**Direction 1**
Reproduce the passage below on limits to free speech in America, word for word.

**Page text**

┌──

These social functions point out that the First Amendment is about protecting the public good rather than individual freedom. Freedom of speech in America has NEVER been absolute. Ever since The Alien and Sedition Act of 1798, there have been a number of laws restricting scandalous, malicious, inflammatory or false utterances, particularly any attempting to defame or bring down the government, or help its enemies. Many First Amendment cases have dealt with the banning of Communist or Socialist expression (outside of the protected classroom context), but they have had wider implications by establishing various tests for all kinds of speech, as follows.

Freedom of speech in America has NEVER been absolute

  • During World War I, several cases challenged Selective Service and Espionage laws. The 1919 decisions in Schenck v. U.S. and Abrams v. U.S. established the Clear and Present Danger Test:
The Clear and Present Danger test - The most stringent protection of free speech would not protect a man in falsely shouting fire in a crowded theatre. It does not protect a man from uttering words that have the effect of force. The question in every case is whether the words in such circumstances are such as to create a clear and present danger that will bring about evils the government has a right to prevent. The First Amendment exists to protect the public good as well as individual expression.
  • In the 1920s, two cases, Gitlow v. New York (1925) and Whitney v. California (1927) established an even more conservative test - the Bad Tendency Test:
The Bad Tendency test - The freedom of speech does not protect disturbances to the public peace, attempts to subvert the government, inciting crime, or corruption of morals. The danger is none the less real and substantial because the effect of a given utterance cannot be seen. Just as with the offense of conspiracy, or other preparatory steps, the government need not wait until the spark has kindled the flame. It can act toward any threat to public order, even those that do so only remotely.

└──

**The input**
┌──

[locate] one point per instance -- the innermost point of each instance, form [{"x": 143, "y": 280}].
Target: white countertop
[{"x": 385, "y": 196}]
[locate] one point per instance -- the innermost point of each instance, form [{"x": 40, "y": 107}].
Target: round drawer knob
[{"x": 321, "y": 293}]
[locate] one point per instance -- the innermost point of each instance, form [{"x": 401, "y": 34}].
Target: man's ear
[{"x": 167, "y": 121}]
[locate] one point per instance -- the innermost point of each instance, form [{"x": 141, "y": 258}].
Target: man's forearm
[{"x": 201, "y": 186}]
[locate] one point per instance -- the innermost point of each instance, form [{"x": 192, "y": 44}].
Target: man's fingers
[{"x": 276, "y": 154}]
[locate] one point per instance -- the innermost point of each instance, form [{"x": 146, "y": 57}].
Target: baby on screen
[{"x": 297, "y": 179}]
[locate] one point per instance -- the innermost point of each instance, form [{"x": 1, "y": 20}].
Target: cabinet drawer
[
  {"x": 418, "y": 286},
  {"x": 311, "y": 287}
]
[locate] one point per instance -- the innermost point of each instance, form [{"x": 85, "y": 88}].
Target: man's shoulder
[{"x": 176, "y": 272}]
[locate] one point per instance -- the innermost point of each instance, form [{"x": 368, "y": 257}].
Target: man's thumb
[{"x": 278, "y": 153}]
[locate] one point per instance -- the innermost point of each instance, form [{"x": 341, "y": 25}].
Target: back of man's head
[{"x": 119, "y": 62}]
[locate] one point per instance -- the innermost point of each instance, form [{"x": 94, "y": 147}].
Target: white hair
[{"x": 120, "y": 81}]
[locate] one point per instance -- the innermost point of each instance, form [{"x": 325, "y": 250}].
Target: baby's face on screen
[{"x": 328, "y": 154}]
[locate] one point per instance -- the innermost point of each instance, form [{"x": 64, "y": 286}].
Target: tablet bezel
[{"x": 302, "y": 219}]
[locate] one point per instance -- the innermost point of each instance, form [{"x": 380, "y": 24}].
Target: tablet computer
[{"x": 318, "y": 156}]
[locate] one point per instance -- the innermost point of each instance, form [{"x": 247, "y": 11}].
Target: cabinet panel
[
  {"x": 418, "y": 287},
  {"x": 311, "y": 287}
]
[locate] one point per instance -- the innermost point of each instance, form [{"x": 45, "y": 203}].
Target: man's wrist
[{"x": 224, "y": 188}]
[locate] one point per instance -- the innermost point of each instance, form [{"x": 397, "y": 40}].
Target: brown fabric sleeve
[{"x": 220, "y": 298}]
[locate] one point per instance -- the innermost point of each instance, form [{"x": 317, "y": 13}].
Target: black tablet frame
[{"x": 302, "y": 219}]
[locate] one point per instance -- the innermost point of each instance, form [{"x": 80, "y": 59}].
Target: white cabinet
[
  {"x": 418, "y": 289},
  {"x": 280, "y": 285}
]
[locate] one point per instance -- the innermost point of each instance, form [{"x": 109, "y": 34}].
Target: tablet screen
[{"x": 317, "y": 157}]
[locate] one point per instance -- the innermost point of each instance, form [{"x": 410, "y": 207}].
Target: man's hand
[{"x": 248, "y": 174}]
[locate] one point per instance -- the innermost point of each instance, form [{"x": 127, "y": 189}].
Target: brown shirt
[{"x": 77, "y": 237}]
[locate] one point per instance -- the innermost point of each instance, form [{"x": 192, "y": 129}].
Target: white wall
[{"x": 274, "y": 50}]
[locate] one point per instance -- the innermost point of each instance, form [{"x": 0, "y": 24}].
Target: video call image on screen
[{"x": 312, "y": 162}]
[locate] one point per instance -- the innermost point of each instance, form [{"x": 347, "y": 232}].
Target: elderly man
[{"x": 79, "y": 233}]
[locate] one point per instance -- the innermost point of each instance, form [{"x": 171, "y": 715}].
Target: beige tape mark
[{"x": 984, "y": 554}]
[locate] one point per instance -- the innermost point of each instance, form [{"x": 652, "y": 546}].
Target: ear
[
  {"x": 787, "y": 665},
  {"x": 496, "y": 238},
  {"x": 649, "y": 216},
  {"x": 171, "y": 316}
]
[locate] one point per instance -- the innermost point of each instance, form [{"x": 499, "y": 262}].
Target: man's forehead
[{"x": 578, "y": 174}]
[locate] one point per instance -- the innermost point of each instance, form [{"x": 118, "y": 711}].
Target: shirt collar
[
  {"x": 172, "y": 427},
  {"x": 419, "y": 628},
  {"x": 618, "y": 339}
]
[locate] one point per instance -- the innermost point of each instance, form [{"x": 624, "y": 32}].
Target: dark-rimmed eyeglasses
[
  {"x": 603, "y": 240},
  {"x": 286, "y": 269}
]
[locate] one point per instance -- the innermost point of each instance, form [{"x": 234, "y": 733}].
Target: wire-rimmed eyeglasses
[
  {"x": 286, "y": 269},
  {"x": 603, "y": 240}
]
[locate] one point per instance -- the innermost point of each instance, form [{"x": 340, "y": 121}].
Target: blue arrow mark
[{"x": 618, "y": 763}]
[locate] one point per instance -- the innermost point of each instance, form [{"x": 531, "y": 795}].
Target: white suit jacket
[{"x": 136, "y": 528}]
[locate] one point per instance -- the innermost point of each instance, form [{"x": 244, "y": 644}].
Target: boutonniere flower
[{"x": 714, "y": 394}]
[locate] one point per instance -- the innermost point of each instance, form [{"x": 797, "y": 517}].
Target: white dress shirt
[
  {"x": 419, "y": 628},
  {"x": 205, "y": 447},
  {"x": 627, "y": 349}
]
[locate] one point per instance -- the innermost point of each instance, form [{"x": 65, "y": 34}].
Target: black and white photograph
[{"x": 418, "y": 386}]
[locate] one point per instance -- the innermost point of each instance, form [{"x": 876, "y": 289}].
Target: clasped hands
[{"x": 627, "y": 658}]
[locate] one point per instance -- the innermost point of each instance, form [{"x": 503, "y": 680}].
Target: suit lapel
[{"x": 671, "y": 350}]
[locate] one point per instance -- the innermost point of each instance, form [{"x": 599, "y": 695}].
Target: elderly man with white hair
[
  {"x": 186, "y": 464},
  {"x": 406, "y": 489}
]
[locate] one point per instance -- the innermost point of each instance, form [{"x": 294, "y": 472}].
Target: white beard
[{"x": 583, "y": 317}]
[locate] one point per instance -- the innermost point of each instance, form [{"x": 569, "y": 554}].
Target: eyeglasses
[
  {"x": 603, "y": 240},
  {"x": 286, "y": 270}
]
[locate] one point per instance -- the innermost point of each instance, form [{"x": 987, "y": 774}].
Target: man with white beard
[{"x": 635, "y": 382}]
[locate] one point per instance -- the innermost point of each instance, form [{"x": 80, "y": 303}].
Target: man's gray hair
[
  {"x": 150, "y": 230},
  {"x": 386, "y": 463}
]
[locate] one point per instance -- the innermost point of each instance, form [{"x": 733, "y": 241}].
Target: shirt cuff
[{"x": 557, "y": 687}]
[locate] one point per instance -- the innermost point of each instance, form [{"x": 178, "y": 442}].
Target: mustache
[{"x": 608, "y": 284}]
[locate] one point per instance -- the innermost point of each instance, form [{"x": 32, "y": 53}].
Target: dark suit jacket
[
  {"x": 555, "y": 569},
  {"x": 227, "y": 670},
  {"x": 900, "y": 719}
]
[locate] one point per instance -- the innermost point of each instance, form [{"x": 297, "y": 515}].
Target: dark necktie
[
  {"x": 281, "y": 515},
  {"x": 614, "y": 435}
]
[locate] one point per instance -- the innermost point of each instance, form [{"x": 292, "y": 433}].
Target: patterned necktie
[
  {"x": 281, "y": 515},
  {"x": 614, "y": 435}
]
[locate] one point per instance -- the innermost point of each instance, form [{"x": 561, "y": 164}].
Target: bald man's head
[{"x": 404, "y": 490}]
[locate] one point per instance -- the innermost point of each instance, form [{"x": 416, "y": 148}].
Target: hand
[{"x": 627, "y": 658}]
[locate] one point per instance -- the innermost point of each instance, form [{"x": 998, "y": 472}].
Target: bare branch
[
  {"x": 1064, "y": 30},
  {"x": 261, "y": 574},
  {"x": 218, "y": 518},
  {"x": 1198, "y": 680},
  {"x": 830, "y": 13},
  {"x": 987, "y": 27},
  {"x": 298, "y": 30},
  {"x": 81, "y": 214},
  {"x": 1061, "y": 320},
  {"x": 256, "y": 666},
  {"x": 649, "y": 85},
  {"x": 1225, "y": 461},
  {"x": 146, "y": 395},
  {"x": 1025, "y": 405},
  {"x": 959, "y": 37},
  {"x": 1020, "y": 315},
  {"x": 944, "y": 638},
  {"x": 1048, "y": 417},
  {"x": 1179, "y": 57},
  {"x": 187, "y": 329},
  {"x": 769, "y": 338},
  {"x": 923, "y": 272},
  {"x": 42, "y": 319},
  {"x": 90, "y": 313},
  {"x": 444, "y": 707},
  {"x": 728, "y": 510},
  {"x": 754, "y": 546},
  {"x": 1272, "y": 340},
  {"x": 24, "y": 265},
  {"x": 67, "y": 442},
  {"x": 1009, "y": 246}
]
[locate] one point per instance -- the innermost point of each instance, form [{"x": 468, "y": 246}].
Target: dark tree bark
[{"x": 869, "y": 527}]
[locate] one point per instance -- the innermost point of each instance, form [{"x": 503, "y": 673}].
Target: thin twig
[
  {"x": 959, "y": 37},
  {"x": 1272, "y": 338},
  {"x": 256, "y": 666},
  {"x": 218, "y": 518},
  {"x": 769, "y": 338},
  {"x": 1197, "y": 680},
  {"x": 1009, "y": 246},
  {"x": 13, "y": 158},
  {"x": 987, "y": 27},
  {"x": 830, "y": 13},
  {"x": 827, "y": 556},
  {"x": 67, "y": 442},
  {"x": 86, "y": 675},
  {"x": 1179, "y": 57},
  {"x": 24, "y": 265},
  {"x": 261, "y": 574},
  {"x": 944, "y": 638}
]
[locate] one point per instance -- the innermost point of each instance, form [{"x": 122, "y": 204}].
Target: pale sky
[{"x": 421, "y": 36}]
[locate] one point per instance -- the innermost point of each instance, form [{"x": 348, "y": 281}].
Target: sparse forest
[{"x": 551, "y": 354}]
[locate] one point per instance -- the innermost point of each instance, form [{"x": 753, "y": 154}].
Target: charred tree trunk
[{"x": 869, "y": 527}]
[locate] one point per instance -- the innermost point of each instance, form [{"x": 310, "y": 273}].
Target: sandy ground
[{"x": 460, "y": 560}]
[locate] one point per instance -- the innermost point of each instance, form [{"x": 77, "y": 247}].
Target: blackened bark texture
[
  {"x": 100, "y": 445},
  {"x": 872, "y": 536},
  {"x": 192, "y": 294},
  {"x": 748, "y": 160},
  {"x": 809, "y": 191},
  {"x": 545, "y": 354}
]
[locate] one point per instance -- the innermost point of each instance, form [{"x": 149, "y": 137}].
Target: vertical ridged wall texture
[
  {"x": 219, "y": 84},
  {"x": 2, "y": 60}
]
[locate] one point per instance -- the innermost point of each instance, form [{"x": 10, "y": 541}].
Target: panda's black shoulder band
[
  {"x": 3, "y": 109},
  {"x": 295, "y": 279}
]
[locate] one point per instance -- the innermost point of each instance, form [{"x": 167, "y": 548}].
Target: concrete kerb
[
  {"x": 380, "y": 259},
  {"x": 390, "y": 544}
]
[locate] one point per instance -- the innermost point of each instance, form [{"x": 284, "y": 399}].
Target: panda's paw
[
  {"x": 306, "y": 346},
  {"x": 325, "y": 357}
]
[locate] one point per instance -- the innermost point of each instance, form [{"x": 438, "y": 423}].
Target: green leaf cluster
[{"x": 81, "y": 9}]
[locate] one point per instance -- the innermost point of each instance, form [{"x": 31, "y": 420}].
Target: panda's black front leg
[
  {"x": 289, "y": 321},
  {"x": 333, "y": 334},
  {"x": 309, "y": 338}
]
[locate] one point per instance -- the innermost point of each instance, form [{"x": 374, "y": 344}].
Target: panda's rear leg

└──

**Direction 2**
List each line of the rows above that contains the string "brown". Case counts.

**Complete response 1**
These social functions point out that the First Amendment is about protecting the public good rather than individual freedom. Freedom of speech in America has NEVER been absolute. Ever since The Alien and Sedition Act of 1798, there have been a number of laws restricting scandalous, malicious, inflammatory or false utterances, particularly any attempting to defame or bring down the government, or help its enemies. Many First Amendment cases have dealt with the banning of Communist or Socialist expression (outside of the protected classroom context), but they have had wider implications by establishing various tests for all kinds of speech, as follows.

Freedom of speech in America has NEVER been absolute

  • During World War I, several cases challenged Selective Service and Espionage laws. The 1919 decisions in Schenck v. U.S. and Abrams v. U.S. established the Clear and Present Danger Test:
The Clear and Present Danger test - The most stringent protection of free speech would not protect a man in falsely shouting fire in a crowded theatre. It does not protect a man from uttering words that have the effect of force. The question in every case is whether the words in such circumstances are such as to create a clear and present danger that will bring about evils the government has a right to prevent. The First Amendment exists to protect the public good as well as individual expression.
  • In the 1920s, two cases, Gitlow v. New York (1925) and Whitney v. California (1927) established an even more conservative test - the Bad Tendency Test:
The Bad Tendency test - The freedom of speech does not protect disturbances to the public peace, attempts to subvert the government, inciting crime, or corruption of morals. The danger is none the less real and substantial because the effect of a given utterance cannot be seen. Just as with the offense of conspiracy, or other preparatory steps, the government need not wait until the spark has kindled the flame. It can act toward any threat to public order, even those that do so only remotely.

**Complete response 2**
Target: brown fabric sleeve
Target: brown shirt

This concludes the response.